Stated exercise: Reproduce every line of the data below verbatim, without any alteration.

============================================================

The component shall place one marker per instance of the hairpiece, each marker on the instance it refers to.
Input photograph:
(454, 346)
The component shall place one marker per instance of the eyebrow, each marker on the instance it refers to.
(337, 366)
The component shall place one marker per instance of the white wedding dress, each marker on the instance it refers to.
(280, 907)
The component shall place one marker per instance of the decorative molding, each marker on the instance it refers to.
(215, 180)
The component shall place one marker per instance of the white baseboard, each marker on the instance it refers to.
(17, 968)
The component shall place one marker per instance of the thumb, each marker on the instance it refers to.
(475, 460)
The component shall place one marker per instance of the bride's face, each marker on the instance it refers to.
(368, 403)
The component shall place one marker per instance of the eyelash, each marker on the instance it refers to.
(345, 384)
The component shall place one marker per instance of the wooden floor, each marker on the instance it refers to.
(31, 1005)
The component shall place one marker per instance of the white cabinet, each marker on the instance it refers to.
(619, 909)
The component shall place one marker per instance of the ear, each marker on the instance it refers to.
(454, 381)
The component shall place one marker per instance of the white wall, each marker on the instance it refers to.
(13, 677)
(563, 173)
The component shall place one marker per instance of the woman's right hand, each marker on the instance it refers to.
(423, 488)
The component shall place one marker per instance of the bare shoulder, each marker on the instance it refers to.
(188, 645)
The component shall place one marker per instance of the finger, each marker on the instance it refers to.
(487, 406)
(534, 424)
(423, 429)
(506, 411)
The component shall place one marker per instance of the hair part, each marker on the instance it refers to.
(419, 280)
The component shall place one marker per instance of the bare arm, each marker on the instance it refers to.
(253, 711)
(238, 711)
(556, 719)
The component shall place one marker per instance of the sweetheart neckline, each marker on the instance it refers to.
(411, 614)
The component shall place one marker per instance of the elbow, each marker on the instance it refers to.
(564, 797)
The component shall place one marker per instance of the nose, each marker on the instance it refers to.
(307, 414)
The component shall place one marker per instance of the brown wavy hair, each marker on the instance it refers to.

============================================================

Result of the task:
The component shall place one marker per instance of the hairpiece, each marker on the instance it refers to.
Input photograph:
(454, 346)
The component shall place one marker per instance of the eyebrow, each marker on the instance it refers to.
(337, 366)
The component shall place one marker per instance of the white wedding dress, each marker on the instance it refers to.
(280, 907)
The component shall place one marker per instance of the decorative molding, each marker on the instance it refers to.
(215, 180)
The component shall place one marker per instance of the white baseboard, each marker on the instance it refers to.
(17, 968)
The component shall place one marker per instance of the thumb, each marker on the instance it refers to.
(475, 460)
The component shall place one marker per instance of the bride's face, each marker on the instance it refers to.
(368, 403)
The component shall place one marker per instance of the eyelash, each marker on the instance it refers to.
(345, 384)
The component shall place one marker per instance of the wooden floor, each marker on the instance it refers to.
(31, 1005)
The component shall place one marker per instance of the white cabinet, each marker on the instance it refers to.
(619, 909)
The component shall place one marker per instance of the ear, each marker on the instance it refers to.
(454, 381)
The component shall place one marker per instance of the white wall, each marker on the instance it refers to.
(13, 677)
(563, 173)
The component shall place one marker per instance of the woman's right hand, each marker on the instance it refers to.
(423, 488)
The component shall place one marker per instance of the bare shoulder, each marker on the instance it refers to.
(188, 645)
The component shall place one marker per instance of the finger, each marker on the instance it refers to.
(487, 406)
(534, 424)
(423, 429)
(506, 411)
The component shall place one marker per instance of the hair part, each marker on the instance it refers to.
(419, 280)
The component shall place one marker per instance of the bare arm, each marker on the instance it refers to.
(253, 711)
(238, 711)
(556, 719)
The component shall place one marker per instance of the sweetheart neckline, each marker on the instance it refers to.
(411, 614)
The component shall place one marker per instance of the elbow, each marker on the instance it refers to.
(564, 797)
The component shall place one marker per instance of the nose, each marker on the instance it refers to.
(307, 414)
The component shall place one marker per instance of the brown wavy hair, each marker on the instance it refers to.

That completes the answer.